Saved entries:
--- START ---
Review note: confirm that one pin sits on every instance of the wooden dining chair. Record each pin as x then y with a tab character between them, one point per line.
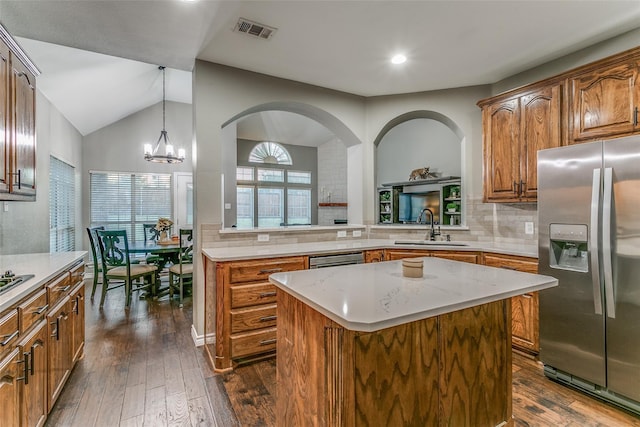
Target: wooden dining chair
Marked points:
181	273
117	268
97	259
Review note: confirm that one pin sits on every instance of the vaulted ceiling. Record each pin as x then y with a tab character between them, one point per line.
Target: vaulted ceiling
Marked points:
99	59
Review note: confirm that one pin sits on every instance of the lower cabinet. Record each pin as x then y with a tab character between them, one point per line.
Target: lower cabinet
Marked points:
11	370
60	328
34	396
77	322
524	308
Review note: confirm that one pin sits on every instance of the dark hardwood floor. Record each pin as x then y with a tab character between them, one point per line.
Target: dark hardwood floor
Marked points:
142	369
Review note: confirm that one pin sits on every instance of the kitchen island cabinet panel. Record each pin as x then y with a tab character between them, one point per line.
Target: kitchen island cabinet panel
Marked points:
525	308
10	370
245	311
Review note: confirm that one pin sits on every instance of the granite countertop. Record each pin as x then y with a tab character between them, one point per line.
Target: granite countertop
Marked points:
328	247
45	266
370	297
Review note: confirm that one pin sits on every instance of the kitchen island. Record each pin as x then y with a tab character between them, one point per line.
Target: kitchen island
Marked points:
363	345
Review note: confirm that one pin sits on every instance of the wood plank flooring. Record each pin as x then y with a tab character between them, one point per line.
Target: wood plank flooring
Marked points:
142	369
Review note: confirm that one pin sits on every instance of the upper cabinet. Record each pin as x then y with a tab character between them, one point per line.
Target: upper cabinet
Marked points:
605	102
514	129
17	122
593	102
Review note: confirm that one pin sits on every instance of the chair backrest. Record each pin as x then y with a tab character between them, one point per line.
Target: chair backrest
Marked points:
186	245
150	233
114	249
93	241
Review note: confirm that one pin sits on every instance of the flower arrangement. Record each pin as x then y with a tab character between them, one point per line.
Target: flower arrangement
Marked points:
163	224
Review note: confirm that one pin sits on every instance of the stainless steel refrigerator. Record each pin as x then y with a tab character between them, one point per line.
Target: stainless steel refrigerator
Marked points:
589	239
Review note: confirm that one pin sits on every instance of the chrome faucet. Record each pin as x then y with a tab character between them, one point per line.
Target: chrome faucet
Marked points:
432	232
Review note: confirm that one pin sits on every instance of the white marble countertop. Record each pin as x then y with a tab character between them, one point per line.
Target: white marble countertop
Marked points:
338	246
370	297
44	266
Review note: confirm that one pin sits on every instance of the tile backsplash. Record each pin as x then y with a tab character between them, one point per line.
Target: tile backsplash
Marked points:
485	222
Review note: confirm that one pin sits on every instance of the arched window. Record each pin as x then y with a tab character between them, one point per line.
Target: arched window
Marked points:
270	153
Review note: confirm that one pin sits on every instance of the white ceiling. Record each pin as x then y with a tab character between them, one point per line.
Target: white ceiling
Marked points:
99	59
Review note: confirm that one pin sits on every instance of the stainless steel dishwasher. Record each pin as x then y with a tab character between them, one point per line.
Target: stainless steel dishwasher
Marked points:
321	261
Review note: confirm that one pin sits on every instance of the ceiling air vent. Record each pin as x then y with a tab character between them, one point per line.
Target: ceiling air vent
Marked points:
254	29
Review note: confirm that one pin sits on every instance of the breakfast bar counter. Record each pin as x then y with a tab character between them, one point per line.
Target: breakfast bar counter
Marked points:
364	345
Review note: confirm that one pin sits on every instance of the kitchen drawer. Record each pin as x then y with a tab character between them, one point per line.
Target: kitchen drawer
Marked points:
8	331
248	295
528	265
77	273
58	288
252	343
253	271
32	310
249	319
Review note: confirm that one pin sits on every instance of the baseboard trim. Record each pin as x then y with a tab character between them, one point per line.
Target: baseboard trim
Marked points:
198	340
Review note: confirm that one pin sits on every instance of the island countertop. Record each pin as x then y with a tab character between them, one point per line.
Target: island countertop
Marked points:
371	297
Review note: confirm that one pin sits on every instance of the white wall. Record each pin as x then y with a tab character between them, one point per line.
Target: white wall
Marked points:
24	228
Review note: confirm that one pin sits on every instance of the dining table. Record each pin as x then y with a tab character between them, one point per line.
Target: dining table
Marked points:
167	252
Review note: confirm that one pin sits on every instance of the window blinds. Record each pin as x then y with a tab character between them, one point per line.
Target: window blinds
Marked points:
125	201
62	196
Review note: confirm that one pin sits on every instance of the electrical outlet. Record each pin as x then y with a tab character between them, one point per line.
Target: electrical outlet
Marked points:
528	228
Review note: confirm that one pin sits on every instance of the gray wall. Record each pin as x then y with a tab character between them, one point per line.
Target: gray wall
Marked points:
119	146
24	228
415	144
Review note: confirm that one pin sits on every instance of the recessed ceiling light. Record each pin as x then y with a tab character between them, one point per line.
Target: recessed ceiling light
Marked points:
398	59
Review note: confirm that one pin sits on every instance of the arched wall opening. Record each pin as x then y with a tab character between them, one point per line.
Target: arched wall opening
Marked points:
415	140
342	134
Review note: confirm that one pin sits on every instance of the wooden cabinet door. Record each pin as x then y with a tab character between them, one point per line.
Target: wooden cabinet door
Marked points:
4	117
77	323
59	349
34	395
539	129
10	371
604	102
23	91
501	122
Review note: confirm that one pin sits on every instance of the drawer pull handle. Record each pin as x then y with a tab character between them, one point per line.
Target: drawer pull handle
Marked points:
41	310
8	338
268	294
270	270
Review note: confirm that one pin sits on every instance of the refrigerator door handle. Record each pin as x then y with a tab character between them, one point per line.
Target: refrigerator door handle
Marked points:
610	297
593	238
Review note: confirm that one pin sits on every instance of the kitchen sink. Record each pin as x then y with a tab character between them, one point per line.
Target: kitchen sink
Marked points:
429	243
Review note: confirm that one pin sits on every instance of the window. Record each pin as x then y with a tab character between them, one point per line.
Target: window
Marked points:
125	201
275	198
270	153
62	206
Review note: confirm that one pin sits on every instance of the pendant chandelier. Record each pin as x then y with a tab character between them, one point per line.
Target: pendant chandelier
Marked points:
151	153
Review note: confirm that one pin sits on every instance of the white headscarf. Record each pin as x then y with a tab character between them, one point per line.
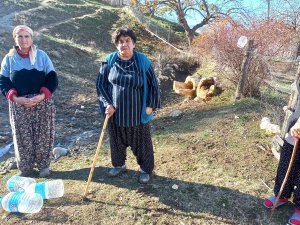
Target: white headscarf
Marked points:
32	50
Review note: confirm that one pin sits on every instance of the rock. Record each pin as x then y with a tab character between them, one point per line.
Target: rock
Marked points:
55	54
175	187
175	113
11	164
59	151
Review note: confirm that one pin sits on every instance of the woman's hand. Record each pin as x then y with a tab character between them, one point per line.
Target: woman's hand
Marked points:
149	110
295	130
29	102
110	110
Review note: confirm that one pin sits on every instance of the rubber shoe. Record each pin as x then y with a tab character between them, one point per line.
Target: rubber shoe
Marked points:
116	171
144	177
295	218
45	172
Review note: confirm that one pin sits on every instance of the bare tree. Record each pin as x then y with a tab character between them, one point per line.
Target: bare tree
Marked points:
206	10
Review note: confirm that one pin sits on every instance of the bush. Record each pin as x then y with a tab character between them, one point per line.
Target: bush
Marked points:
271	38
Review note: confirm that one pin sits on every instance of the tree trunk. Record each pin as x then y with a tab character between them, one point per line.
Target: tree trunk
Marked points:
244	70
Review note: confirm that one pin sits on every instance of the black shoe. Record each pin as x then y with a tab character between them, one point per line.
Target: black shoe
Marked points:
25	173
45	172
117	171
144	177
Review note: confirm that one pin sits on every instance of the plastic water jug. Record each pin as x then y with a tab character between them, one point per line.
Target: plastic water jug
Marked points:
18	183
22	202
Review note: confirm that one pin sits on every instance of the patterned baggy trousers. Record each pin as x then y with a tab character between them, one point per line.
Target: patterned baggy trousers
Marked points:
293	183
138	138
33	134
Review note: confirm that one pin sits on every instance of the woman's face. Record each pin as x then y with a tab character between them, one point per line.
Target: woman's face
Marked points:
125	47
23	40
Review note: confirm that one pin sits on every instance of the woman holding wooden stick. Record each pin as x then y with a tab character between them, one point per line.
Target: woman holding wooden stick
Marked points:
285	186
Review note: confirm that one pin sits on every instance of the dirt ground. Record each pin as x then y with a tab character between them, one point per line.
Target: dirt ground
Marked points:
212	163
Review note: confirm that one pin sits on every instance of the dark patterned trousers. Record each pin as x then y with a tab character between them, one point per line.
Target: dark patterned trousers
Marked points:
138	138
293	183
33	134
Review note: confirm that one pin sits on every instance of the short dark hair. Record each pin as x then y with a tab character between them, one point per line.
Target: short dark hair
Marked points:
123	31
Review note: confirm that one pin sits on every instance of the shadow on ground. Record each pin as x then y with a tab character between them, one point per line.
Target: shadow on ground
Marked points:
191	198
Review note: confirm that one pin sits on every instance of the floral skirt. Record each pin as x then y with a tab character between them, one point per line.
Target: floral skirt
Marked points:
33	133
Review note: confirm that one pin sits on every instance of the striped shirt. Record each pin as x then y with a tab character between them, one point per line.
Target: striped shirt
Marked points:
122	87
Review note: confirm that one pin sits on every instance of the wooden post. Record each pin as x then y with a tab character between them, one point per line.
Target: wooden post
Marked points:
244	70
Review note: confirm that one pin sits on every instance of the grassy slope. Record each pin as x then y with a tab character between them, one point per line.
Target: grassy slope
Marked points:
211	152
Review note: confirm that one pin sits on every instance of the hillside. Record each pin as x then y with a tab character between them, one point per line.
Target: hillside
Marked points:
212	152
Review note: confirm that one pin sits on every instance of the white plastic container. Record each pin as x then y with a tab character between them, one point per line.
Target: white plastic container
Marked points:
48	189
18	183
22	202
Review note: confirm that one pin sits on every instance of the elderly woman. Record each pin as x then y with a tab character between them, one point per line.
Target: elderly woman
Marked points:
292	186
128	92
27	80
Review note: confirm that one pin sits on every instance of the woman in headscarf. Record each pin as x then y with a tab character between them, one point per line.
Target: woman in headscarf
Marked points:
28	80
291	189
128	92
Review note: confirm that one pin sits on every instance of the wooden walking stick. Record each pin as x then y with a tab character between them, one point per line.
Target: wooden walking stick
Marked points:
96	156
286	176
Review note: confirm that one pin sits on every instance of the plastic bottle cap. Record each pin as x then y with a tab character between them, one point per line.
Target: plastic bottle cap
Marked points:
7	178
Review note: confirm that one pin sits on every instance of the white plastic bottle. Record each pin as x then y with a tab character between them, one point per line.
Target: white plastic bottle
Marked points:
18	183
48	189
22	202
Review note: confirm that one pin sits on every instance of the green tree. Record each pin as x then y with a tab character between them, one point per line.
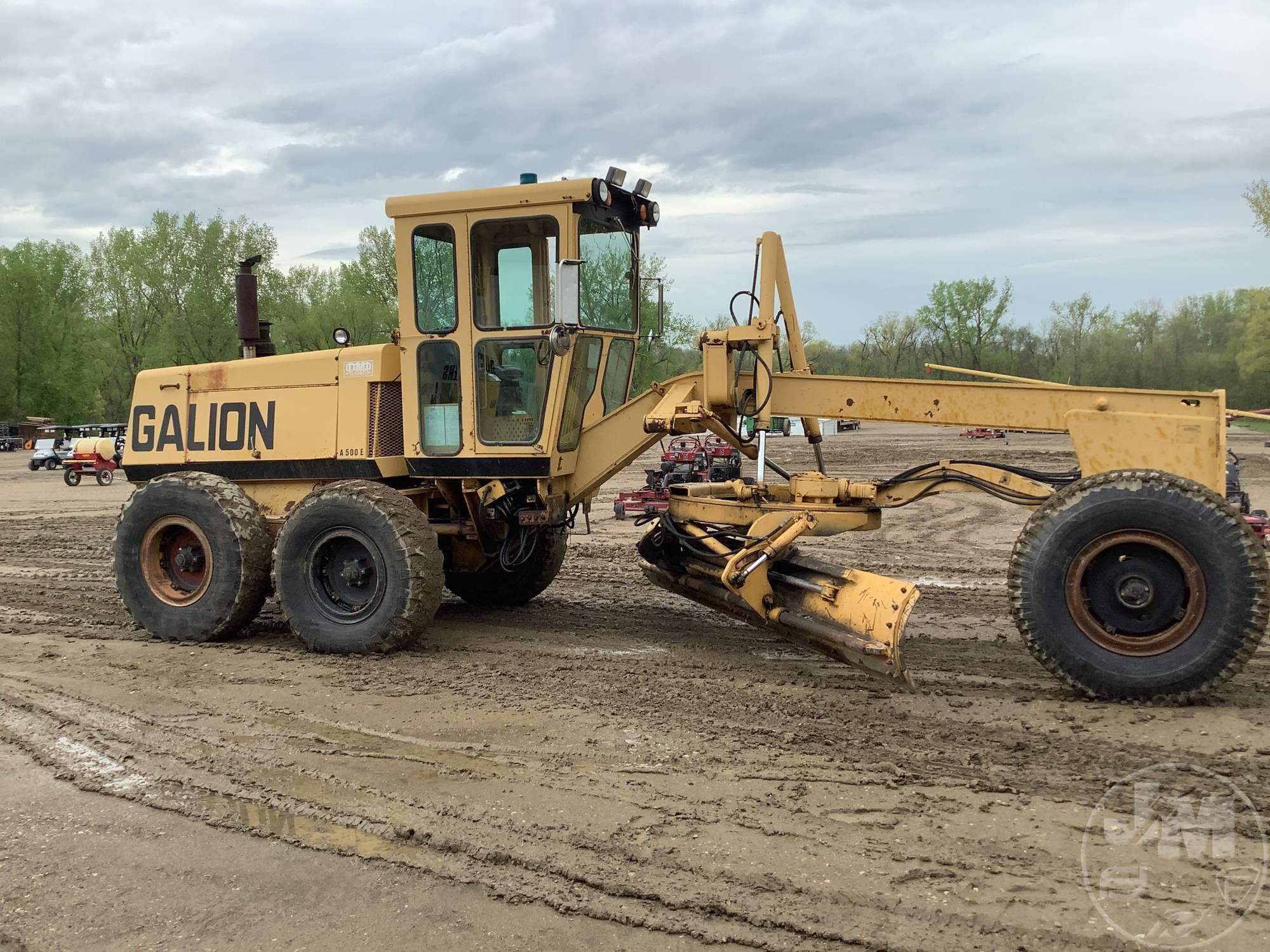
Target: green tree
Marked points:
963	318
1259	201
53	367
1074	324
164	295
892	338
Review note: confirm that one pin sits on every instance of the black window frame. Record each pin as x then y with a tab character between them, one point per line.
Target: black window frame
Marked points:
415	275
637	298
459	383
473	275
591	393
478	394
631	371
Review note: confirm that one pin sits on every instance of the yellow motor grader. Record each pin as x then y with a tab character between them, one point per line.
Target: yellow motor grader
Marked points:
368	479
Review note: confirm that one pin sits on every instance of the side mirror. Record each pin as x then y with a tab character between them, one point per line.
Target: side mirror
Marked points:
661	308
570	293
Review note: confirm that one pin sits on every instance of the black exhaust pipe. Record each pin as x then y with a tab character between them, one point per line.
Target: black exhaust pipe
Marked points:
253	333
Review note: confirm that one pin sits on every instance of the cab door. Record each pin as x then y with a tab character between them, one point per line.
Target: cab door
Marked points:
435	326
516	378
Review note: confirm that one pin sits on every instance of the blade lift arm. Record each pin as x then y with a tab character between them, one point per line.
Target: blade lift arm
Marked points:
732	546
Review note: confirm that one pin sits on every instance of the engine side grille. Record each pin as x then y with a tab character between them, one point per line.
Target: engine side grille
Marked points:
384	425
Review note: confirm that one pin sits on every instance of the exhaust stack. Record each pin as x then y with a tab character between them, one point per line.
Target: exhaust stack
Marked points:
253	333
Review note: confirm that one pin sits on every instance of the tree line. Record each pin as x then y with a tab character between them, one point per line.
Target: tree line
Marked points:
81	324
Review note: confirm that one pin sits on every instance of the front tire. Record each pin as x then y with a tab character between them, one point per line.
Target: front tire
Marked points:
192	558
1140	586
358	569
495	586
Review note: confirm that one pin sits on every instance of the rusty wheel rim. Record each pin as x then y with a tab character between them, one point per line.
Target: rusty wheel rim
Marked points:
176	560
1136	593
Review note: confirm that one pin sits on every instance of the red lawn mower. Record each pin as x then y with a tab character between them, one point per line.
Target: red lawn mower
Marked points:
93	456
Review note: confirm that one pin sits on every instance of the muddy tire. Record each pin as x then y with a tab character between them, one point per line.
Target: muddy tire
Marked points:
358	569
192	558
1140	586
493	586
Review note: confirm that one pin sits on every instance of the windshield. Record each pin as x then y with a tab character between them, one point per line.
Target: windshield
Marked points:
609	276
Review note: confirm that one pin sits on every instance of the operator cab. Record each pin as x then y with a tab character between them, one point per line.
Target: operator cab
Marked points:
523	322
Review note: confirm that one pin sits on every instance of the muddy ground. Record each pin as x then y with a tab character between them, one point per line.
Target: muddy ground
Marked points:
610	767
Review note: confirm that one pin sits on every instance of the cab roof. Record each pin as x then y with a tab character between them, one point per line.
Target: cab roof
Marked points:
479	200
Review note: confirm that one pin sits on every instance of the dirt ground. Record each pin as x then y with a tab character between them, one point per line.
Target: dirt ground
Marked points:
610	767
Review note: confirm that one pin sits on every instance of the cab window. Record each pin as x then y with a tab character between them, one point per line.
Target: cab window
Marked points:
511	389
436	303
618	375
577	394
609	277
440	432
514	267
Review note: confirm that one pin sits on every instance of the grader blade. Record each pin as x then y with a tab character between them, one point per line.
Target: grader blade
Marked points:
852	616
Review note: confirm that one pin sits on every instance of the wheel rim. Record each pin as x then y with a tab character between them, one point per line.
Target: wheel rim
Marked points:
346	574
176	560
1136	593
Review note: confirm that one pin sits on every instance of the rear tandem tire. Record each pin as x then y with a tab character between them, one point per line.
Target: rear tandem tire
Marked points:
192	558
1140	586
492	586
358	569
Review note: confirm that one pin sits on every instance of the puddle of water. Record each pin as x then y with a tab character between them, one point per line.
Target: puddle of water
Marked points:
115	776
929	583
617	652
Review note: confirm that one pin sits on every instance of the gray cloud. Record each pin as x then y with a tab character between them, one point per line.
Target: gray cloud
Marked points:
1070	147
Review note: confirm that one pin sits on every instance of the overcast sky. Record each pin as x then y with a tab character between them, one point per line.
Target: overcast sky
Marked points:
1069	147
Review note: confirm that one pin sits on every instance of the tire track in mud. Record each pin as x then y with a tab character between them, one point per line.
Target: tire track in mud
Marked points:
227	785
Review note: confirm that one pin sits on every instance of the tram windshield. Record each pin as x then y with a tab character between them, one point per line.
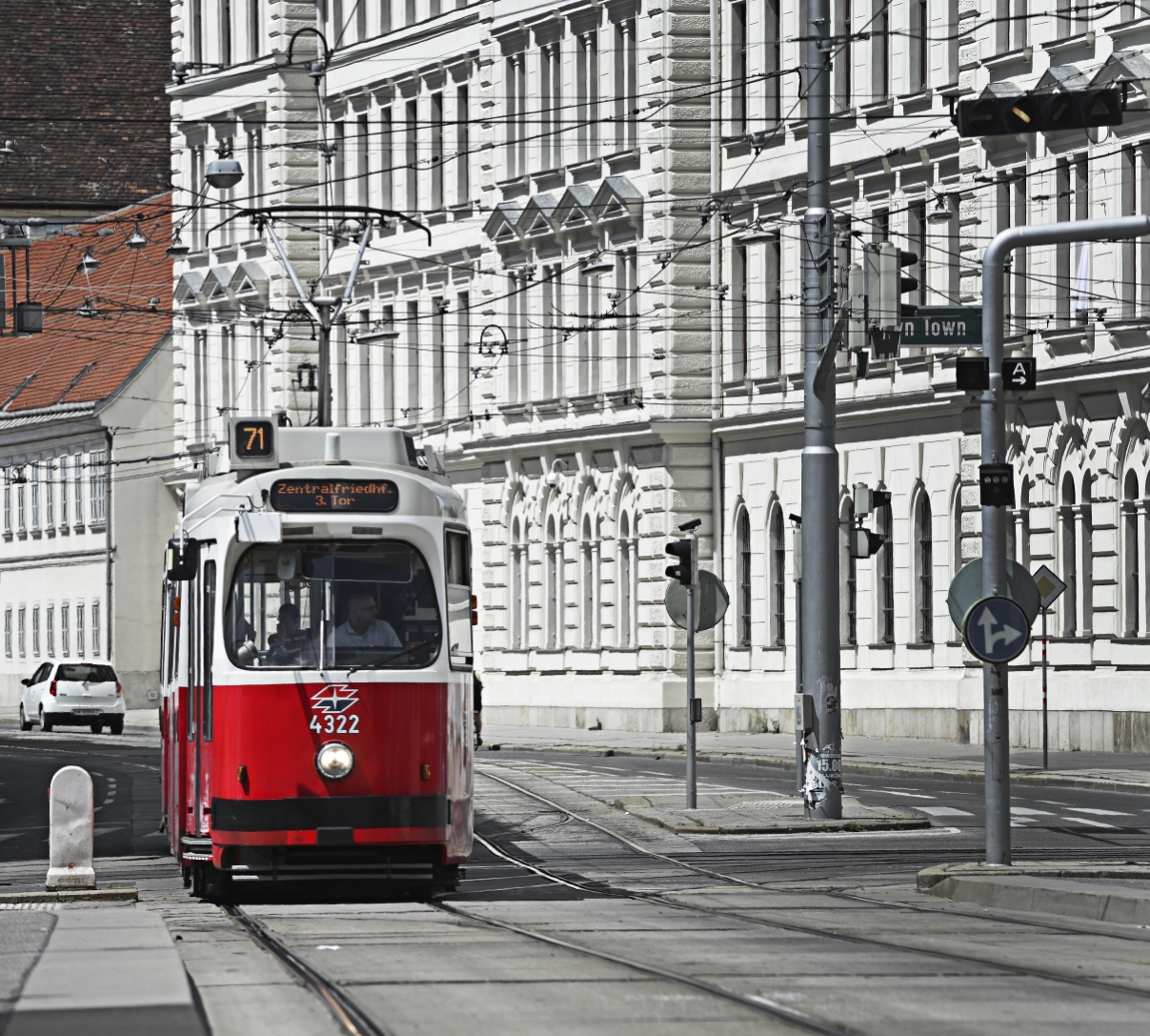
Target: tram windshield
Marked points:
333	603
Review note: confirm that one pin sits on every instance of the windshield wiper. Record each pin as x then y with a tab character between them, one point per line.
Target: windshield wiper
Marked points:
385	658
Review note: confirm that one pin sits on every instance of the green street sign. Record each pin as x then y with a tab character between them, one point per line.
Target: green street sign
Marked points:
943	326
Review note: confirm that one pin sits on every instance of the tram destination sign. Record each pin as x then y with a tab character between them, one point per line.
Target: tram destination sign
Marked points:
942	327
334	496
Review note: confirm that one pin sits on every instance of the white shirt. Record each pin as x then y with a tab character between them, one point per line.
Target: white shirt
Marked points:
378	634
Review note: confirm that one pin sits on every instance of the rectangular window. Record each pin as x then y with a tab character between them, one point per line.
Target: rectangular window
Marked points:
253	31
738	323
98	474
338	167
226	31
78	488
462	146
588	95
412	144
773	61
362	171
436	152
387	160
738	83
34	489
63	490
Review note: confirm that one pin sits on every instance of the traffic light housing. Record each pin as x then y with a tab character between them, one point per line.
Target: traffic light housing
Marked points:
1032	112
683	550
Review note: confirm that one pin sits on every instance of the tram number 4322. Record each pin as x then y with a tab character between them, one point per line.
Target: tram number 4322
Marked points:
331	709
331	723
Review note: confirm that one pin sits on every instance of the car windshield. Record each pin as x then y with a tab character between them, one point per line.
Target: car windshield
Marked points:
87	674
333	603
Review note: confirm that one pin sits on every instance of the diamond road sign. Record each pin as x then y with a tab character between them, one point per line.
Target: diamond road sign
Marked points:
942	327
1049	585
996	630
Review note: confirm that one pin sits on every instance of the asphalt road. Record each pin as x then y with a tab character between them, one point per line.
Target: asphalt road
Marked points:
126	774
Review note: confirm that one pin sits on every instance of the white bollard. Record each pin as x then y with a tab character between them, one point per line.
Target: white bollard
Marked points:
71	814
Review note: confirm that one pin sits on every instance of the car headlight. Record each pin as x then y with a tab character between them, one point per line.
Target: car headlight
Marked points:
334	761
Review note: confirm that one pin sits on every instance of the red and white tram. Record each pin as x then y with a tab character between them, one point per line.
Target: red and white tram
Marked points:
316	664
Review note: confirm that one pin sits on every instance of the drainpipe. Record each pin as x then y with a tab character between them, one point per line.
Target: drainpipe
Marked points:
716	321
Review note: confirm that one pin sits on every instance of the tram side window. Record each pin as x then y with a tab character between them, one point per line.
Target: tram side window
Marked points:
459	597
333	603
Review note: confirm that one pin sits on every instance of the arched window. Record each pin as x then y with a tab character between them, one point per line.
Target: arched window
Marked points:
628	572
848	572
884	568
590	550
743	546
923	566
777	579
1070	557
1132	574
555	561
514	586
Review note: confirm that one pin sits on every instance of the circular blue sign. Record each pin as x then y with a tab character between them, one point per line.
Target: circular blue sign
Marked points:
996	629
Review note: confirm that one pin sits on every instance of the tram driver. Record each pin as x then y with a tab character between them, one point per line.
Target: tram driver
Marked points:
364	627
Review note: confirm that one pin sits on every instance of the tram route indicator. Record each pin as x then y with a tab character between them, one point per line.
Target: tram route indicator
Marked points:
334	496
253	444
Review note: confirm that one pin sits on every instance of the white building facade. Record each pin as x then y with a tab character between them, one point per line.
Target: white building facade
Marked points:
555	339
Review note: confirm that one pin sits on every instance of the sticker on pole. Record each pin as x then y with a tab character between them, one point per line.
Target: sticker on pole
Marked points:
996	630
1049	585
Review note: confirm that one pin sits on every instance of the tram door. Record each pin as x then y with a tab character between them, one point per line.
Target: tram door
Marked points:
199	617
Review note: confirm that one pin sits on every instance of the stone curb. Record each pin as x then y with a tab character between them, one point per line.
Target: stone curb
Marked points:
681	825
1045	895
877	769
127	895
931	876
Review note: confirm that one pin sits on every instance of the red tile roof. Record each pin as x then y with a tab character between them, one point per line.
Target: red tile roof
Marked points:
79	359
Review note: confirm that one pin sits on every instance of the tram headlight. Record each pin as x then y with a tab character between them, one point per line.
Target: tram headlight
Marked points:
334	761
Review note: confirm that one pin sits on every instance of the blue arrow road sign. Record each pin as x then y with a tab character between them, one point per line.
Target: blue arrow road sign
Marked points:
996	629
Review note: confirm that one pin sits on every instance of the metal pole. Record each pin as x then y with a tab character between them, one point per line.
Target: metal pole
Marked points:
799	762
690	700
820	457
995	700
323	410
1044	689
--- END ---
- **AIM**
Rewrite the records starting at the line that contains "of the stone" and ending at the end of the records, swapping every "Marked points" for "Pinned points" and leaving everything else unchanged.

- **REPLY TO THE TASK**
Review note: confirm that one pin sits on every instance of the stone curb. Record each pin as x then y with a tab character between them, one point per line.
Target: stone curb
Pinned points:
681	825
1045	895
877	769
127	895
931	876
Review note: confirm that one pin sits on every instance of the red tile roof. Record each pin as x then y with a tab character between them, one point per line.
Target: red tile roof
Pinned points:
79	359
Review note: confirm that one pin sits on every instance of the tram headlight. Record each pin as x then y with a tab character between them, one point per line.
Target: tram headlight
Pinned points:
334	761
Review note: confirm that one pin sits on every instance of the blue arrow road sign. Record each pin as x then y with a tab character between them, one point per line.
Target: blue arrow road sign
Pinned points:
996	629
Review note: confirm that one pin sits on every instance of the metal pole. Record each pin as x then y with a tab character between them, one point per line.
Target: metal pole
Pinned points:
799	762
690	700
820	457
995	700
323	410
1044	689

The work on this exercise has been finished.